-- Vorliegender Text --
◇ ◇ ◇ ◇ ◇ ◇ ◇

Hamburgs FDP versinkt im überwunden geglaubten Chaos. Schuld daran ist vor allem der Parteivorsitzende Michael Kruse.

Mit Zankapfel: Erst stritten FDP-Chef Michael Kruse und die Julis über die Coronabekämpfung Foto: Daniel Bockwoldt/dpa

Hamburg taz | „So gerne“: Als er vor ein paar Wochen auf dem Landesparteitag sprach, benutzte Hamburgs FDP-Chef Michael Kruse viel den Konjunktiv: „So gerne“ also hätte er mit den Parteifreundinnen und -freunden den Einzug in die Bundesregierung gefeiert, hätte berichten wollen vom „erfolgreichen Abschluss der Koalitionsgespräche“, den „tollen Fachsprecherrollen“. Von denen hat er selbst eine ergattert: Im Bundestag ist der studierte Volkswirtschaftler energiepolitischer Sprecher der Freien Demokraten, wirklich nicht unwichtig in diesen Tagen.

In Hamburg war Kruse seit 2017 Fraktionschef – bis die FDP dort 2020 an der Fünf-Prozent-Hürde scheiterte. Und verglichen mit jenem Jammertal, aber auch den früheren, teils erbittert geführten Streits innerhalb des Landesverbandes hätte er nun wirklich frohe Kunde zu bringen gehabt. Was dem im Weg stand? Der russische Angriff auf die Ukraine, der zu einer kurzfristigen Änderung des Parteitagsprogramms führte; aber auch parteiinterne Querelen, die eben doch kein reines Ding der Vergangenheit sind.

Ausgerechnet mit den Jungen Liberalen (Julis), in deren Bundesvorstand er selbst einst saß, hat sich Kruse dieser Tage in einen nicht ohne Weiteres zu verstehenden Streit verheddert. Den er, wenn es sowas denn gibt, am Ende verloren haben dürfte.

Streit um Coronapolitik

Der Auslöser: Kruse wollte juristisch dagegen vorgehen, dass Rot-Grün Hamburg zum Coronahotspot erklärt, um damit Pandemiemaßnahmen zu verlängern. So weit, so Freiheitspartei – hätte nicht Carl Cevin-Key Coste Einspruch erhoben, bis vor Kurzem Vorsitzender der örtlichen Julis, aber vor allem der rechtspolitische Sprecher der Hamburger FDP. Er nannte Kruses angekündigte Klage einer Rechtsstaatspartei nicht würdig und forderte, solche PR-Stunts doch der AfD zu überlassen. Die ist mit ihrem entsprechenden Eilantrag inzwischen gescheitert.

◇ ◇ ◇ ◇ ◇ ◇ ◇

-- Daten zur Punktlokalisierung --

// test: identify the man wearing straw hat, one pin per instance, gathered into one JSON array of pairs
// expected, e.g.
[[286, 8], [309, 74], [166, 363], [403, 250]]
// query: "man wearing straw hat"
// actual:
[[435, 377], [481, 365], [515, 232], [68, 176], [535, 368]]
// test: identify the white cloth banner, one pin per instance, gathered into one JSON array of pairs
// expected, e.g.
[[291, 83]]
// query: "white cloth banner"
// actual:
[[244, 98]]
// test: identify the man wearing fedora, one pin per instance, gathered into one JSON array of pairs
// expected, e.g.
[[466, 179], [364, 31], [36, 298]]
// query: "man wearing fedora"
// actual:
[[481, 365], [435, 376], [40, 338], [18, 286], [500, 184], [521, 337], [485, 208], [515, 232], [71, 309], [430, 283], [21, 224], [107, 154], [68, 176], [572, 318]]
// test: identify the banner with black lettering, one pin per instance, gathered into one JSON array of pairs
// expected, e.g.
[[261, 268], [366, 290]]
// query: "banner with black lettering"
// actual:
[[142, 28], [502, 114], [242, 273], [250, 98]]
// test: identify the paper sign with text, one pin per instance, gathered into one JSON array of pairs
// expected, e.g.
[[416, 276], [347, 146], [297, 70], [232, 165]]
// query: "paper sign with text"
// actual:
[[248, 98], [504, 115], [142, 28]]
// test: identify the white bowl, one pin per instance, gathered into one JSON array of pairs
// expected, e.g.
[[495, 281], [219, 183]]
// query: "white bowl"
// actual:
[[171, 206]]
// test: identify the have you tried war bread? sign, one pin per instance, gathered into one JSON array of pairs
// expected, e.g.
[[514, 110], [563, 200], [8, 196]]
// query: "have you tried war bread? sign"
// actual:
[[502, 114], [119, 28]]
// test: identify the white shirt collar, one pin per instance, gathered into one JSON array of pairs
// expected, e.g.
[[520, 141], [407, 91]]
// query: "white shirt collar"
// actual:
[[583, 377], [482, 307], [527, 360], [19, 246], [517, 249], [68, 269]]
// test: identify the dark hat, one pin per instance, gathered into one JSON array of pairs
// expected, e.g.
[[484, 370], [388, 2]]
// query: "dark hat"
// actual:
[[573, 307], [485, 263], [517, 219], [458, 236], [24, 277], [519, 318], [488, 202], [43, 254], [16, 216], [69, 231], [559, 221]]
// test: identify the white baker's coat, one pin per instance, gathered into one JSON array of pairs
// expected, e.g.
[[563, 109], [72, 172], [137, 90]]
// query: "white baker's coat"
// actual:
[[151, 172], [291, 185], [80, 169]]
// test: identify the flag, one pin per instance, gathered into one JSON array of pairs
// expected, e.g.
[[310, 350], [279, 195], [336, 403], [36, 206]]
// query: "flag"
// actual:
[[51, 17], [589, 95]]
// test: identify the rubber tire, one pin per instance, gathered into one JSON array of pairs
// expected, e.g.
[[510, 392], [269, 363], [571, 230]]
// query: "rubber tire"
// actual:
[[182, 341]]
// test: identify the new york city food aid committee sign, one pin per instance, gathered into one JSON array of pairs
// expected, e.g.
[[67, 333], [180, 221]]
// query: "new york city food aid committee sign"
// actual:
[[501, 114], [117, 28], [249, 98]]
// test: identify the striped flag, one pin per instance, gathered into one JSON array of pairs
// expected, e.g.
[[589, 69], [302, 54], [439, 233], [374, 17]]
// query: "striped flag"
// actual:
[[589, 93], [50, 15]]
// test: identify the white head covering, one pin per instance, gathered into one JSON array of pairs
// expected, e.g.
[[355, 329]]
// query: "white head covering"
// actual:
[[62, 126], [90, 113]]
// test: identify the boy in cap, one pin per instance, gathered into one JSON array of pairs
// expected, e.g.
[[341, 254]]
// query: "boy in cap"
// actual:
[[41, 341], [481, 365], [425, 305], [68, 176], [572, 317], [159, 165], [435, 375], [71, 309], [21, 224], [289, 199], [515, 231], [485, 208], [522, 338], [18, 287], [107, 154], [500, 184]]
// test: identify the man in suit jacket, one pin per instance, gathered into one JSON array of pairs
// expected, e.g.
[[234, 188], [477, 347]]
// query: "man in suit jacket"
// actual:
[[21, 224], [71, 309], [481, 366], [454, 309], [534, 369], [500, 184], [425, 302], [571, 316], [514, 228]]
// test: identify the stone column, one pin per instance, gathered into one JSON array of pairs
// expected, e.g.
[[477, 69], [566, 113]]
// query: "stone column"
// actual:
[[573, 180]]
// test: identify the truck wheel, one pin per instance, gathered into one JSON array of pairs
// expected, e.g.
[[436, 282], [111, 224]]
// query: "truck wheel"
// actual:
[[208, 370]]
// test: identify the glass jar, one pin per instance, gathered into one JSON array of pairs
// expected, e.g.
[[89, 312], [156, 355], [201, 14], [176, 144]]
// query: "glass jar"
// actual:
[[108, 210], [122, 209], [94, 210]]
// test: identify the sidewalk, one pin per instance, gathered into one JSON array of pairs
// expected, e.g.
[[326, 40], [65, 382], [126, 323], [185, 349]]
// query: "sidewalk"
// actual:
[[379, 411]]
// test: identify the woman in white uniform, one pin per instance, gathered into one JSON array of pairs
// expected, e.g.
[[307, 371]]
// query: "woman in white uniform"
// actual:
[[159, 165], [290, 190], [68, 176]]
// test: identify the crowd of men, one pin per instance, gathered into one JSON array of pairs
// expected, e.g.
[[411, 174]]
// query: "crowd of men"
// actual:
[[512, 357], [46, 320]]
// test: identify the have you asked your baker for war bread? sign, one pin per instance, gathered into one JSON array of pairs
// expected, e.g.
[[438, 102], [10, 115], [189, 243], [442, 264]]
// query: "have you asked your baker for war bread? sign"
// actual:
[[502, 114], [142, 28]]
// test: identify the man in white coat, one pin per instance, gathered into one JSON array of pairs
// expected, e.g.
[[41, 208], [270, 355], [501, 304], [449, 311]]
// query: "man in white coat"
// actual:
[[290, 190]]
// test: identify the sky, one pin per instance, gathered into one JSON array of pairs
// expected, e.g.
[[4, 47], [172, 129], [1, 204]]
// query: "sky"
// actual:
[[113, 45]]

◇ ◇ ◇ ◇ ◇ ◇ ◇

-- Zu bearbeitende Aufgaben --
1. Seit welchem Jahr war Michael Kruse nach Angaben des Artikels über die Hamburger FDP Fraktionschef in Hamburg?
2. Führen Sie den Artikel über die Hamburger FDP im Anschluss an dessen letzten Satz fort.

-- Lösungsteil --
1. Seit 2017.

2.
Womit die FDP sich der Versöhnung hätte zuwenden können: Costes juristische Bedenken scheinen nicht völlig frei von Relevanz. Aber mehr noch das Politische: Wen hätte es wohl überzeugen können, in so einer Sache hinter der AfD herzudackeln? Stattdessen enthob der Parteivorstand lieber den angeblichen Querulanten Coste seines Amtes.

Flotte Eskalation

Und in kürzester Zeit eskalierte die Sache weiter: Gleich gegen vier Julis wurden Schiedsgerichtsverfahren mit dem Ziel des Parteiausschlusses eingeleitet. Neben Coste traf es dessen Nachfolgerin an der Juli-Spitze, Theresa Bardenhewer, und ihre Vizes Nils Knoben und Gloria Teichmann.

Die Gegängelten holten sich prominente Unterstützung gegen die „politische Säuberung“: die Kanzlei von Ex-Bundesinnenminister Gerhart Baum, also DEM prominenten Vertreter eines Liberalismus-Verständnisses, das sich nicht erschöpft in der Ablehnung von Ladenschlusszeiten oder Autobahn-Tempolimit.

Kruse ist nun erkennbar darauf aus, die Sache einzuhegen: Mehrfach sprach er von seiner ausgestreckten Hand, wollte aber eine Entschuldigung hören, auch der Parteiausschluss der vier Julis wird nun nicht mehr verfolgt. Eine Entschuldigung verlangen aber auch die: Kruse solle öffentlich feststellen, „dass wir durch den Entzug der Mitgliedsrechte in diesen verletzt worden sind“.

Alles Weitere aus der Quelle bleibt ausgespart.